━━━ RECORDS FOR THIS EXERCISE

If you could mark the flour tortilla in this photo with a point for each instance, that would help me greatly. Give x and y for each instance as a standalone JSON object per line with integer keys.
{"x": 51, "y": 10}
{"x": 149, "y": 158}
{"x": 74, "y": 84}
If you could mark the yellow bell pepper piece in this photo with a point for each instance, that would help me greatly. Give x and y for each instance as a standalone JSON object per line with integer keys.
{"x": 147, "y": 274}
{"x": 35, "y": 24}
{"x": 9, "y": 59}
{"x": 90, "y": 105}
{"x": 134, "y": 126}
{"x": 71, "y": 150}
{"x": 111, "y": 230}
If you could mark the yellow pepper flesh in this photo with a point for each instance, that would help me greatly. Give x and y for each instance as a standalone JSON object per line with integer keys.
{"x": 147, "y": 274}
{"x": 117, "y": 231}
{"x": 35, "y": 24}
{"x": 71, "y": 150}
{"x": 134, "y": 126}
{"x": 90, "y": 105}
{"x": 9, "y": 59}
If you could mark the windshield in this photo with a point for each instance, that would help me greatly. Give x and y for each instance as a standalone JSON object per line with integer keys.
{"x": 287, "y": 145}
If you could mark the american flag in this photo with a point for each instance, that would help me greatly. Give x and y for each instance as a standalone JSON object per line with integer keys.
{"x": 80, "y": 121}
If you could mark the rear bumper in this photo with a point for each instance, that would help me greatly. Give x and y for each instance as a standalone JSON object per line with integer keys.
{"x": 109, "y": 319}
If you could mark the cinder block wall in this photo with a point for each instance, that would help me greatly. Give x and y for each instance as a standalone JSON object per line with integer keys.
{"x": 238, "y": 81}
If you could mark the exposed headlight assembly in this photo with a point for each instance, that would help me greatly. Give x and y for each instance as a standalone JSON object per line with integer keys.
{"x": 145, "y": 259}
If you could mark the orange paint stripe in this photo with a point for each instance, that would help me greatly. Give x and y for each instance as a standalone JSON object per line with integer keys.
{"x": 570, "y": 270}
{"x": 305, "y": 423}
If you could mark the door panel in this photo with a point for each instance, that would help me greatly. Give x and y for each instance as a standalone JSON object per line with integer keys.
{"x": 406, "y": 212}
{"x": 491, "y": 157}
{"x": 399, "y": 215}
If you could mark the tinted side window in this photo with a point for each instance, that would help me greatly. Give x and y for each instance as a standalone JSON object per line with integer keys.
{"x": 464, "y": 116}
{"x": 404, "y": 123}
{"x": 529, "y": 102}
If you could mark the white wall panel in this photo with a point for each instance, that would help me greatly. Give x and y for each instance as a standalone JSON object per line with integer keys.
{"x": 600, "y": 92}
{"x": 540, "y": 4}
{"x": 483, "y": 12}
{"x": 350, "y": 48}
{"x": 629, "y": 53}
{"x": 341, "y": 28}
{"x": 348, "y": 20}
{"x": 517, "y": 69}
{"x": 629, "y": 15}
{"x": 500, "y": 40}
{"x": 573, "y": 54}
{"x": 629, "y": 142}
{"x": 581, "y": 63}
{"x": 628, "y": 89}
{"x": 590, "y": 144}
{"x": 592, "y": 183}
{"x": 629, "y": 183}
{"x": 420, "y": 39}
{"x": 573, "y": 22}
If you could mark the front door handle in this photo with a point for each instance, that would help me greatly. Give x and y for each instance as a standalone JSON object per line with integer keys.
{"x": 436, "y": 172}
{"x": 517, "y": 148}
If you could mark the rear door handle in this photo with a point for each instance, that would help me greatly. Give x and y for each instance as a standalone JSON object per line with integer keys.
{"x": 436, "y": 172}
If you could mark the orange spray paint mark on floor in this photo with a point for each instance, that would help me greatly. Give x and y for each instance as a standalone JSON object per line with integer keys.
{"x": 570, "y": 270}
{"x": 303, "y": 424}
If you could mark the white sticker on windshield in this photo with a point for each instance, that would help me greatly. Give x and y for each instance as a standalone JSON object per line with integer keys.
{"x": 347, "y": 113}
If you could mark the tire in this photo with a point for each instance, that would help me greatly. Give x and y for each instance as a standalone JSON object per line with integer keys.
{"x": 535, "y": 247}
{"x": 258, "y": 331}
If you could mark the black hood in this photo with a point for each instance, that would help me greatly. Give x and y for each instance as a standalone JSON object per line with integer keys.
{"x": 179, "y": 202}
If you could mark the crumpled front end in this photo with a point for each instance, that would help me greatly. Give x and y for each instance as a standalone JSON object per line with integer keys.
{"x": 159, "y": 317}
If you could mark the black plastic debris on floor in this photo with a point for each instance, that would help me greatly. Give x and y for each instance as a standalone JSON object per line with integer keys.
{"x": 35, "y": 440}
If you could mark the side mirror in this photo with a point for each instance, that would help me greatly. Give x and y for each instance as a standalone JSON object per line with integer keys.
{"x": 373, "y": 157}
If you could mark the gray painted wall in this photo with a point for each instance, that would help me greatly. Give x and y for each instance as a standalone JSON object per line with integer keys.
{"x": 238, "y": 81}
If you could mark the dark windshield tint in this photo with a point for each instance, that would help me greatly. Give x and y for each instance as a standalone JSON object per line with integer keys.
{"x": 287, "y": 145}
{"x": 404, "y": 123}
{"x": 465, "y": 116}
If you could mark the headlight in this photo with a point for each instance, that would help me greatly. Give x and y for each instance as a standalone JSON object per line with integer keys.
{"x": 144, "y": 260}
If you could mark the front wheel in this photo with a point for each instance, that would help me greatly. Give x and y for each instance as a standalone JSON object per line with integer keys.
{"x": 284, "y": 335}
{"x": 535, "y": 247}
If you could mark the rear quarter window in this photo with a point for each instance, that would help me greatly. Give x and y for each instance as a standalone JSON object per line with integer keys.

━━━━━━

▶ [EXERCISE PROMPT]
Output the whole listing again, keeping every line identical.

▶ [EXPECTED OUTPUT]
If you could mark the flour tortilla in this photo with a point for each instance, that would help me greatly. Give x and y for each instance as a standalone JSON object per line with integer keys.
{"x": 51, "y": 10}
{"x": 149, "y": 158}
{"x": 74, "y": 84}
If you could mark the yellow bell pepper piece in this photo with a point for each instance, that would help me greatly. Give x and y for each instance as a standalone JSON object per line with integer keys.
{"x": 147, "y": 274}
{"x": 35, "y": 24}
{"x": 9, "y": 59}
{"x": 90, "y": 105}
{"x": 134, "y": 126}
{"x": 71, "y": 150}
{"x": 111, "y": 230}
If you could mark the yellow pepper flesh in this photo with a point for each instance, that would help me greatly. Give x and y for each instance as a standalone JSON object per line with integer keys.
{"x": 147, "y": 274}
{"x": 117, "y": 231}
{"x": 35, "y": 24}
{"x": 71, "y": 150}
{"x": 134, "y": 126}
{"x": 90, "y": 105}
{"x": 9, "y": 59}
If you could mark the windshield in this photo with a point for each instance, that would help me greatly. Give x and y for each instance as a standalone JSON object per line with integer keys.
{"x": 287, "y": 145}
If you could mark the american flag in this photo with a point for each instance, that would help me greatly. Give x and y for each instance as a standalone JSON object per line with integer keys.
{"x": 80, "y": 121}
If you could mark the rear bumper in this photo with a point for each instance, that would help me greatly. Give x and y for each instance as a standalone JSON object per line with integer keys.
{"x": 109, "y": 319}
If you could mark the cinder block wall in this photo with a point for each instance, that would help me greatly. Give x and y for each instance as a standalone JSON object per line with integer keys.
{"x": 238, "y": 81}
If you could mark the exposed headlight assembly in this photo with a point for each instance, that would help me greatly. Give x and y for each instance as a standalone JSON object per line with integer keys.
{"x": 145, "y": 259}
If you could mark the orange paint stripe in this photo with a point for each instance, that would help me greatly. Give x and y for each instance as a standalone JSON object per line with integer keys.
{"x": 570, "y": 270}
{"x": 305, "y": 423}
If you could mark the door panel in this photo with a point for each instance, that would help me greatly. Give x and y for each instance as a standalone JSON object per line with integer keys.
{"x": 406, "y": 212}
{"x": 491, "y": 157}
{"x": 399, "y": 215}
If you could mark the tinted side window in this photo with a point for each instance, that would help me greatly. Give x and y for each instance as a standalone JSON object per line with integer keys.
{"x": 464, "y": 116}
{"x": 404, "y": 123}
{"x": 529, "y": 102}
If you could mark the white wall panel in this photo with a point for each instance, that would help me greatly. Give x and y for each instance as a standalone JSON object per line with integer keys.
{"x": 600, "y": 92}
{"x": 540, "y": 4}
{"x": 483, "y": 12}
{"x": 350, "y": 48}
{"x": 629, "y": 53}
{"x": 341, "y": 28}
{"x": 348, "y": 20}
{"x": 517, "y": 69}
{"x": 629, "y": 15}
{"x": 500, "y": 40}
{"x": 573, "y": 54}
{"x": 629, "y": 142}
{"x": 581, "y": 63}
{"x": 628, "y": 89}
{"x": 590, "y": 144}
{"x": 592, "y": 183}
{"x": 629, "y": 183}
{"x": 420, "y": 39}
{"x": 573, "y": 22}
If you could mark the front door handle in this photo with a point for each instance, that would help me greatly. Give x and y for each instance as a standalone JSON object per line with integer keys.
{"x": 436, "y": 172}
{"x": 517, "y": 148}
If you could mark the rear door handle in this photo with a point for each instance, that would help me greatly. Give x and y for each instance as a standalone JSON object per line with integer keys.
{"x": 436, "y": 172}
If you could mark the orange spray paint mark on floor in this photo with a point for each instance, that would help me greatly. Give x and y for each instance as a standalone JSON object per line with integer keys.
{"x": 570, "y": 270}
{"x": 303, "y": 424}
If you could mark the white sticker on windshield in this photo with a point for each instance, that would help me greatly. Give x and y for each instance as a standalone JSON object per line with integer keys.
{"x": 347, "y": 113}
If you could mark the tire in this photo with a point for each instance, that would help me greatly. Give x and y for each instance as a standalone JSON object per line with integer keys.
{"x": 535, "y": 247}
{"x": 258, "y": 331}
If you could mark the black hood in this photo with a point for each instance, that would help me greatly. Give x and y for each instance as a standalone JSON object per line with integer keys.
{"x": 179, "y": 202}
If you could mark the crumpled front end in this photo with a point for each instance, that would help me greatly. Give x and y for each instance as a standalone JSON object per line with integer keys.
{"x": 159, "y": 317}
If you could mark the black plastic debris on floor in this photo with a point for each instance, that would help me greatly. Give x and y for each instance as a standalone JSON object per line with integer keys.
{"x": 35, "y": 440}
If you could mark the side mirror in this photo with a point for each instance, that would help me greatly. Give x and y for each instance as a standalone JSON object per line with integer keys.
{"x": 373, "y": 157}
If you could mark the gray painted wall in this photo with a point for each instance, that would help me greatly. Give x and y for each instance as a standalone JSON object per line with integer keys.
{"x": 238, "y": 81}
If you could mark the dark windshield tint in this photo with a point for each instance, that would help me greatly. Give x and y for each instance as a standalone JSON object per line with integer keys.
{"x": 287, "y": 145}
{"x": 404, "y": 123}
{"x": 465, "y": 116}
If you could mark the headlight in this photo with a point for each instance, that would help me greatly. Give x and y for each instance as a standalone JSON object per line with integer keys.
{"x": 144, "y": 260}
If you could mark the front wheel in this photo with a point for each instance, that would help me greatly. Give x and y for each instance as a standalone JSON object per line with integer keys.
{"x": 284, "y": 335}
{"x": 535, "y": 247}
If you could mark the rear quarter window in this photo with a point for each instance, that would help me greatly. Give x and y for each instance as a standalone JSON object per line with integer keys.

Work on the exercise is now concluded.